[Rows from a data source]

__________

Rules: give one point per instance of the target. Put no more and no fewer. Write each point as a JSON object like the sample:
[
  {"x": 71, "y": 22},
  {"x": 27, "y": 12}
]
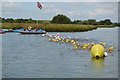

__________

[WORK TO BE COMPLETED] Update all of the rows above, replacing "instance" with "occurrence" and keeping every other word the same. Leave the pictures out of your answer.

[OUTPUT FOR THIS EXERCISE]
Rules: give one point per occurrence of the target. Put no more and no fewer. Write each point as a JSON object like the sample:
[
  {"x": 71, "y": 22},
  {"x": 27, "y": 12}
]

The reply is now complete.